● YOUR TASK: The records that follow are to be transcribed exactly.

● TASK INPUT:
*** Begin section ***
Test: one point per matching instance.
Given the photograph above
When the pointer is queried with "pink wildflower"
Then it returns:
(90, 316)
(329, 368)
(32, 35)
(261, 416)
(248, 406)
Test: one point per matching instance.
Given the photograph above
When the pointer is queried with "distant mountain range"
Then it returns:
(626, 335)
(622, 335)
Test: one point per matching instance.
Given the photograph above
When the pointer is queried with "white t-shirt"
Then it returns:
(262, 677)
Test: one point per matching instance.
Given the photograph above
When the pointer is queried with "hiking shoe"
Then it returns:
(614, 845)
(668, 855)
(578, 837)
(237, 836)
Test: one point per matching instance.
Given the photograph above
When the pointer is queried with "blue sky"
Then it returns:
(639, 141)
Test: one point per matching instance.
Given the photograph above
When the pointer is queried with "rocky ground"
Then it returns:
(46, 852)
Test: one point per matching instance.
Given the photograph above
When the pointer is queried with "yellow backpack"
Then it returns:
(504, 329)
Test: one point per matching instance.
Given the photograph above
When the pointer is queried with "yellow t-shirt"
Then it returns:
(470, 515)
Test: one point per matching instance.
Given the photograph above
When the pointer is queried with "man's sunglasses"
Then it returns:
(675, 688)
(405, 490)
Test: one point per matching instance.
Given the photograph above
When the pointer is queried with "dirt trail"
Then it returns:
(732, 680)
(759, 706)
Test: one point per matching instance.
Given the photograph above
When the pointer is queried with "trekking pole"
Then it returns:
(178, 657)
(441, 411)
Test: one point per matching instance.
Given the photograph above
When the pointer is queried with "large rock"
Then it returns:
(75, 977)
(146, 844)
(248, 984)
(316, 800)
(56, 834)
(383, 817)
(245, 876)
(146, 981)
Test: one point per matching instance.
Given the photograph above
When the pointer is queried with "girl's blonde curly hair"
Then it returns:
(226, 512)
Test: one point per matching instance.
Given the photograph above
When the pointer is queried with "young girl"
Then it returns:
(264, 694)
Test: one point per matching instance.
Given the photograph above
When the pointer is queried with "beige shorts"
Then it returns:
*** End section ***
● ANSWER FOR THIS EXERCISE:
Test: one point per matching instance.
Given the photograph above
When the pointer is queried with "pink wildflower"
Then it returns:
(90, 316)
(329, 368)
(32, 35)
(261, 416)
(248, 406)
Test: one point per matching instance.
Given the photograph above
When the pointer is queried with "distant mountain range"
Then it returns:
(626, 335)
(622, 335)
Test: one point per matching instance.
Given the photograph above
When the pointer is queried with "white t-shirt"
Then it returns:
(262, 677)
Test: one point per matching instance.
Given the photograph above
When the pointer is queried with "hiking shoe"
Then it returns:
(614, 845)
(668, 855)
(578, 837)
(237, 836)
Test: one point per matching instance.
Given the photograph above
When the pointer is queried with "blue sky"
Then it returns:
(639, 141)
Test: one point per matching instance.
Given the photograph above
When the pointer is queried with "rocky ground"
Then it returns:
(46, 852)
Test: one point per matching instance.
Given the photograph above
When the pointer is queried with "yellow backpack"
Then it returns:
(504, 329)
Test: one point per matching instance.
Given the photograph above
When the pointer is queried with "yellow t-shirt"
Then it returns:
(470, 515)
Test: one point per matching instance.
Given the photograph above
When the pointer is queried with "man's sunglasses"
Then it returns:
(675, 688)
(405, 490)
Test: one point per matching instance.
Given the photograph above
When the pointer is queried with "dirt trail"
Then it returns:
(732, 680)
(759, 706)
Test: one point per matching instance.
Given the photograph above
When the pointer is queried with "trekking pole"
Then it returns:
(178, 657)
(441, 411)
Test: one point per matching instance.
Given the photograph above
When the pointer is queried with "large rock"
Then it returns:
(75, 977)
(146, 844)
(248, 984)
(316, 800)
(56, 834)
(383, 817)
(245, 876)
(146, 981)
Test: one point per matching instance.
Given the photograph above
When the pointer is queried with "girl's blonde curly hair"
Then it returns:
(226, 512)
Test: one point per matching instance.
Given the photograph above
When the pointer is queried with "young girl"
Then it returns:
(264, 694)
Test: one point per matching instance.
Given the photograph above
When the pointer is queried with "beige shorts"
Then it returns:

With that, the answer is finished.